Render the items below as a numbered list, omitting any blank lines, from the beginning of the items up to and including the line that contains "(1230, 794)".
+++++
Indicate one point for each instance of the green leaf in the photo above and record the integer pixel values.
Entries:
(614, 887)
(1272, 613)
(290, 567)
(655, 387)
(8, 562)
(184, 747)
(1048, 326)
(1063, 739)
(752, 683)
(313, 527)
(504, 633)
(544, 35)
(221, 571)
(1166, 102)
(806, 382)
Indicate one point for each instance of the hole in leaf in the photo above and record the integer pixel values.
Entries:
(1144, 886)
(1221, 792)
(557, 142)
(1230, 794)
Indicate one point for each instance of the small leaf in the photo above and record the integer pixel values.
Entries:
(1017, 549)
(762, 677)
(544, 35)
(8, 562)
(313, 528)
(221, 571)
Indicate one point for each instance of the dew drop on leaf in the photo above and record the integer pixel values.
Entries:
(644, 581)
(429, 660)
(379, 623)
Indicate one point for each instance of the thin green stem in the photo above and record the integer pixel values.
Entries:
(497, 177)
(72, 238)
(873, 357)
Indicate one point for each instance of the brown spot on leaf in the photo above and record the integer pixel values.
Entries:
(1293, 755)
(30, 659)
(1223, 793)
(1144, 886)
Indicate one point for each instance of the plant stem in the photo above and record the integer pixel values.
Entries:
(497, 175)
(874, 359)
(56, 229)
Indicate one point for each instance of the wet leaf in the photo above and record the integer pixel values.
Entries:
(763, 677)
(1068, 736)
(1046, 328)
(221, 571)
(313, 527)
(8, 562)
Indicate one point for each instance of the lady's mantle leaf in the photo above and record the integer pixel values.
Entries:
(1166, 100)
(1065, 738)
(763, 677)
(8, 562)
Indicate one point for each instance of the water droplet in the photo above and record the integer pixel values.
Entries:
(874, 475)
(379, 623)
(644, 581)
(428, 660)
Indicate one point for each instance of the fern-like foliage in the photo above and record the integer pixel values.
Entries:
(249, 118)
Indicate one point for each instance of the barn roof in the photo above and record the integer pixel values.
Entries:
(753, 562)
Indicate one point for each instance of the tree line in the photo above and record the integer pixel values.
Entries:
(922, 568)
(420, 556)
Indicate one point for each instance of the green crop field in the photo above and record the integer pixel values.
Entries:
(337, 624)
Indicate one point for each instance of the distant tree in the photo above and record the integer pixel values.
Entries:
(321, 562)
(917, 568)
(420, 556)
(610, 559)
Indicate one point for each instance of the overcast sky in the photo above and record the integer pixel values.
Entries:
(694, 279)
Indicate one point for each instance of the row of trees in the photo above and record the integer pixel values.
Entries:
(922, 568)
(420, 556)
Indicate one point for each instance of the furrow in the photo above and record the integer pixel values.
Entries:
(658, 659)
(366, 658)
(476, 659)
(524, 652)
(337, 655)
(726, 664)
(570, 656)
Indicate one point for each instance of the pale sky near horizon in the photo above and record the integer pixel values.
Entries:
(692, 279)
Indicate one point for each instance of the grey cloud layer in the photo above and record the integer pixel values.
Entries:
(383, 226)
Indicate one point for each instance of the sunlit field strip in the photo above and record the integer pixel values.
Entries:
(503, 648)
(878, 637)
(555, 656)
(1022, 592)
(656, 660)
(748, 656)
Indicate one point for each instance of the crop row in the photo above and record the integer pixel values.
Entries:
+++++
◆ Correct result:
1. Indicate one point for each instance of the green leaf in the photo above and record the integer pixel values.
2. Entries:
3. (614, 887)
4. (1272, 613)
5. (290, 567)
6. (655, 387)
7. (8, 562)
8. (184, 747)
9. (1048, 326)
10. (1063, 739)
11. (752, 683)
12. (313, 527)
13. (504, 633)
14. (544, 35)
15. (221, 571)
16. (1166, 102)
17. (806, 382)
18. Indicate one point for each instance of the hole in leaf in the photo above and record the integer pixel values.
19. Entries:
20. (1144, 886)
21. (1221, 792)
22. (557, 142)
23. (1230, 794)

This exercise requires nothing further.